SELECTED EXTRACT:
▼▼▼

Andy Warhol Was a Hoarder (38 page)

Einstein admitted to having a problem with relationships, at one point writing in a letter that he had “grossly failed” at staying faithful to one woman. During his marriage to Elsa, which he plunged into just months after his divorce from Mileva in 1919, Einstein had a number of affairs. There's no way to know how deeply intimate these relationships were—or if they were at all—but Einstein seems to have treated many of them with a kind of nonchalance. Seemingly oblivious to how his escapades would come off, he even wrote a letter to Elsa's daughter, Margot, at one point in which he reported that one woman was chasing him and another was “absolutely harmless and decent.”

▲▲▲

PROBLEM: According to the passage about Einstein, in what year did he divorce Mileva? The data below is separate material with no connection to the passage about Einstein.

GIVEN DATA:

▼▼▼

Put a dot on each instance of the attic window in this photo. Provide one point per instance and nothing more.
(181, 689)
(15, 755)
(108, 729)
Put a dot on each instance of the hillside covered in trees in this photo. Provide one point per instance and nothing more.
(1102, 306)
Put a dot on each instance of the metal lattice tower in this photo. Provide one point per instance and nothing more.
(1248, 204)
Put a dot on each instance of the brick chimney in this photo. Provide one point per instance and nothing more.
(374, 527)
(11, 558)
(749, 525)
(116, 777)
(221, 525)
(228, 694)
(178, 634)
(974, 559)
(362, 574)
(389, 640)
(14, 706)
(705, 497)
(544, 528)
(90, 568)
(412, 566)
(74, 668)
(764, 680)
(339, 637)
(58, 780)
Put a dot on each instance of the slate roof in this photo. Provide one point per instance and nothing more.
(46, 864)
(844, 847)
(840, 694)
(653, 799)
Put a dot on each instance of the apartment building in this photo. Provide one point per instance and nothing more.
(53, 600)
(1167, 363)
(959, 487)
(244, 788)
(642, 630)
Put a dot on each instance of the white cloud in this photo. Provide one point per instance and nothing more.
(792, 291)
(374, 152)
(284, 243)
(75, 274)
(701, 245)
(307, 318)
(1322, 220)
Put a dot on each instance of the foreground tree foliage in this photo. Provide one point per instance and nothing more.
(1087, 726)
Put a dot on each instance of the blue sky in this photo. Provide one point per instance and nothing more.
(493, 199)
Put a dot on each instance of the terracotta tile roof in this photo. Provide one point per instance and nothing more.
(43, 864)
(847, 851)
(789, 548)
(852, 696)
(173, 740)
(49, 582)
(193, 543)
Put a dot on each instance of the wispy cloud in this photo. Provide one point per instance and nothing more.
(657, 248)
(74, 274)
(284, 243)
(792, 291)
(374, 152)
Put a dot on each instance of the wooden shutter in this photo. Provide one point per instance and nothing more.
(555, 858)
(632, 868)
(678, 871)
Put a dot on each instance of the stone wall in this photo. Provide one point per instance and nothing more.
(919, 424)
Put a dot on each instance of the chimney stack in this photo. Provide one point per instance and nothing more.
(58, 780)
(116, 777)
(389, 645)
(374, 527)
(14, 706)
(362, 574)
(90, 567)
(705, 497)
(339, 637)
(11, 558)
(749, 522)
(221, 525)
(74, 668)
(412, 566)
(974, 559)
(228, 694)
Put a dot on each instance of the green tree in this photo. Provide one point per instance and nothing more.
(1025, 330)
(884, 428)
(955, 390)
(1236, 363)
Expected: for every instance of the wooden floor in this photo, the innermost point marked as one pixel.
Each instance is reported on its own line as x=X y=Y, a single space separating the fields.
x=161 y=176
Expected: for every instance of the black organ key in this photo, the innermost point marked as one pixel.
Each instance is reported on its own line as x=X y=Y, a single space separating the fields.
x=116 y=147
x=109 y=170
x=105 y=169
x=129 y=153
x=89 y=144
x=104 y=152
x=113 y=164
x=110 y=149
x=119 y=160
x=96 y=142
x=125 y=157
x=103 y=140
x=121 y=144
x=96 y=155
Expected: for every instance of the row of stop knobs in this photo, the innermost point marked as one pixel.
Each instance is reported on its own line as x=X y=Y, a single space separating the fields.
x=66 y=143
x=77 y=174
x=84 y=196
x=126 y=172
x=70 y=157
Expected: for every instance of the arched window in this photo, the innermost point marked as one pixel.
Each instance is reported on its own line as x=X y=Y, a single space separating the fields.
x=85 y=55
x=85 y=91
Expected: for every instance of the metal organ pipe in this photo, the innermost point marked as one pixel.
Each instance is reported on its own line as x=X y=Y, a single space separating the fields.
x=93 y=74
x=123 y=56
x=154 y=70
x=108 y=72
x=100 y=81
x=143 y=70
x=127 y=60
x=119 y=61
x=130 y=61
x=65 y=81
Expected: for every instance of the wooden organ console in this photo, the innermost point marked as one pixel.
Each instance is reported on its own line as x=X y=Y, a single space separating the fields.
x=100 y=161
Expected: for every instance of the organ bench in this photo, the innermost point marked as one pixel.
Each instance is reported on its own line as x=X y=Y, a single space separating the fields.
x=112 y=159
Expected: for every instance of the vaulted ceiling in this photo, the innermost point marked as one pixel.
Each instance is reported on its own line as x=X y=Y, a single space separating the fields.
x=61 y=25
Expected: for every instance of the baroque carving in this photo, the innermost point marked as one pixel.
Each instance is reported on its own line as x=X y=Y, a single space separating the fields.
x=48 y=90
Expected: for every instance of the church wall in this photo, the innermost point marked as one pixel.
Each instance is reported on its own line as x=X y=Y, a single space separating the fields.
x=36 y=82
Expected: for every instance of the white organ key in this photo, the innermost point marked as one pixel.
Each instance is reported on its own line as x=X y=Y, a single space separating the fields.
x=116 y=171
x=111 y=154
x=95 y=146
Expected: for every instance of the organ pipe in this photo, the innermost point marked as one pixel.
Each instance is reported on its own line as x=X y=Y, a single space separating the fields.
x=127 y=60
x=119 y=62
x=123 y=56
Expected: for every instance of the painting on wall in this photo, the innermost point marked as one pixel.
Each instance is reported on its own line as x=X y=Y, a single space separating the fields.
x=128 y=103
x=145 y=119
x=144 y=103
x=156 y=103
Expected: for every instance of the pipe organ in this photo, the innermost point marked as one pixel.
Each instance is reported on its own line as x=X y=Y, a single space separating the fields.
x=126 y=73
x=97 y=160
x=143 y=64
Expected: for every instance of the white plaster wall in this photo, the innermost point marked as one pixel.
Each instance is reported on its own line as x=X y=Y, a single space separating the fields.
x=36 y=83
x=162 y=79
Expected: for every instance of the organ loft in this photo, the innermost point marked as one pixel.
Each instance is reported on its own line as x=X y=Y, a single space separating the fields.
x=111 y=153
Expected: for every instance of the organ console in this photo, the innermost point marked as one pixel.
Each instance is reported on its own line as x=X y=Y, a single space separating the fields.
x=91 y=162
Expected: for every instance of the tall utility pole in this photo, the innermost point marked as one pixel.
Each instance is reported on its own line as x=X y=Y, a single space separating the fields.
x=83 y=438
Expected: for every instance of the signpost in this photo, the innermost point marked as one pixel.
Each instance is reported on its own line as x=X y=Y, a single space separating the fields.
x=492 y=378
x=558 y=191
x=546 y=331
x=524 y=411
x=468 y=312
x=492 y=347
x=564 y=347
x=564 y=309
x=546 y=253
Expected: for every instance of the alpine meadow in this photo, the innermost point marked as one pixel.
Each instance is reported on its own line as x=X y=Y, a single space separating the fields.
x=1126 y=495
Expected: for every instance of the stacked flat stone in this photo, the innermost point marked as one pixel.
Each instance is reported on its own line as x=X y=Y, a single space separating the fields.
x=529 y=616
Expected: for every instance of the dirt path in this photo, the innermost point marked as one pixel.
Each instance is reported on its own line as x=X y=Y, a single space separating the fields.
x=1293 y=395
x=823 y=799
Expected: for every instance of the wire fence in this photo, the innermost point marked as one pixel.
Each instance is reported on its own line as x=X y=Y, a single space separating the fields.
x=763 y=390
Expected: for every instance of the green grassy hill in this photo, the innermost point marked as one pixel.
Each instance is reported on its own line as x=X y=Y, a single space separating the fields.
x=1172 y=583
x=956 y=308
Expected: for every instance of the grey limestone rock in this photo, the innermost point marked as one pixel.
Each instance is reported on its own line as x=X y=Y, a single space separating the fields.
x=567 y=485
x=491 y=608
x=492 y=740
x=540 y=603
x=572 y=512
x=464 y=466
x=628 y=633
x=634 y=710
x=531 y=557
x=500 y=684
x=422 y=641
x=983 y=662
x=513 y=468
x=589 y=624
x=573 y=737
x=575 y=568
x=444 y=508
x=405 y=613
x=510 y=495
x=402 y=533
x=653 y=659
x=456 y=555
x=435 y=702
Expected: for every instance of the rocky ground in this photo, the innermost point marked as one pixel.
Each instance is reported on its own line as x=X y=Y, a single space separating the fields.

▲▲▲

WORKED SOLUTION: 1919